TASK GOAL ▸ Give back everything from the line containing "instance of the sky" down to the line containing "of the blue" with "innermost" swapped for "centermost" and nothing else changed.

TASK INPUT ▸
= = = =
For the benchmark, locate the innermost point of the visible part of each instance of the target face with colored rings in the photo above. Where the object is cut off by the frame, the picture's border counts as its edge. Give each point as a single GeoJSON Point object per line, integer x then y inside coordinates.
= = = =
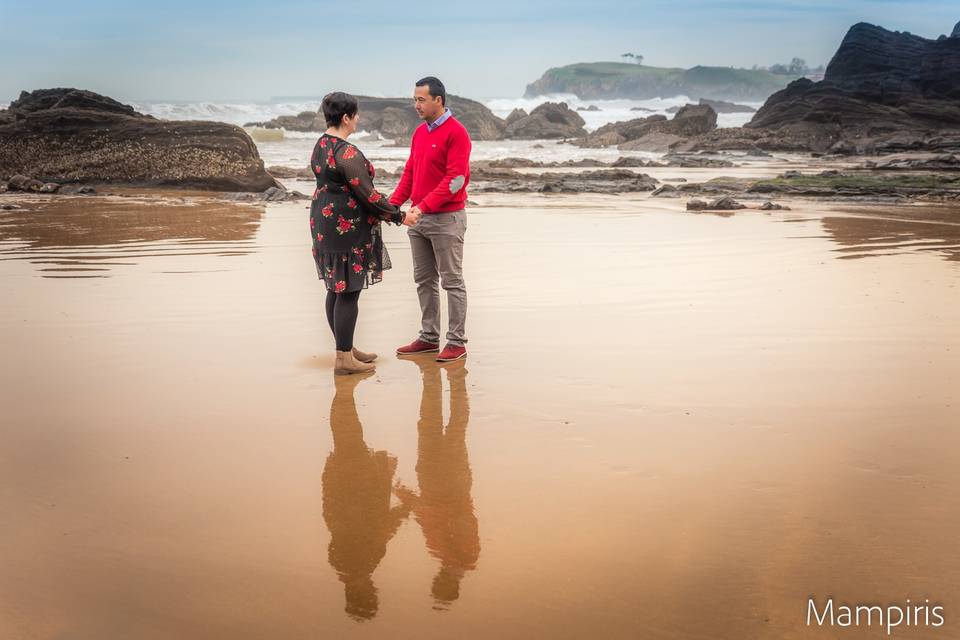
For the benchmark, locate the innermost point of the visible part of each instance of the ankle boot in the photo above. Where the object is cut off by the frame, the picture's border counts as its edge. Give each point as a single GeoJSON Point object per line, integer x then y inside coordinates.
= = = =
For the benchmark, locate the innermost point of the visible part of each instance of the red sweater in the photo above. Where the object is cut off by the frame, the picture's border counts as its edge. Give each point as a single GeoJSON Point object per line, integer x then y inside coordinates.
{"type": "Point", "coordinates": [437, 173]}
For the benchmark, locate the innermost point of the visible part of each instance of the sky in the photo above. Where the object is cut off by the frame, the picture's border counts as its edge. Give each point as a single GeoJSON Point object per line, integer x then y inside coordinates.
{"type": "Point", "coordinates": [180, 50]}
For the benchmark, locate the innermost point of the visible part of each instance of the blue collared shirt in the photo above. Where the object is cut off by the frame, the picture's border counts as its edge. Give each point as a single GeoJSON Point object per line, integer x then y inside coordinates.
= = = =
THE RESULT ▸
For the benchmark, locate the centermost point of the visible part of each instance of the sky in the photo above. Where the object is cut off by the frame, the picture's border counts as its edge. Give each point as a single GeoJSON Point object per line, integer x then y inside coordinates.
{"type": "Point", "coordinates": [180, 50]}
For the benchmark, locate the centermost point of the visible part of each instance of the blue collared shirt in the photo above. Where the object is cut off by the frame, the picture's border counts as its edge. Give each point as a single GeoJSON Point object per line, integer x then y inside coordinates.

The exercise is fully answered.